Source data
⁂
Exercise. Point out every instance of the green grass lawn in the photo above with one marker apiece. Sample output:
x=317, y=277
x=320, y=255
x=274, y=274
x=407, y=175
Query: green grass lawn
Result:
⁂
[Exercise description]: Turn every line of the entries above into a numbered list, leaving out any blank lines.

[Answer to the task]:
1. Exercise. Point out every instance of the green grass lawn in the photo above with one marker apiece. Sample output:
2. x=317, y=277
3. x=320, y=255
4. x=274, y=274
5. x=407, y=175
6. Query: green grass lawn
7. Result:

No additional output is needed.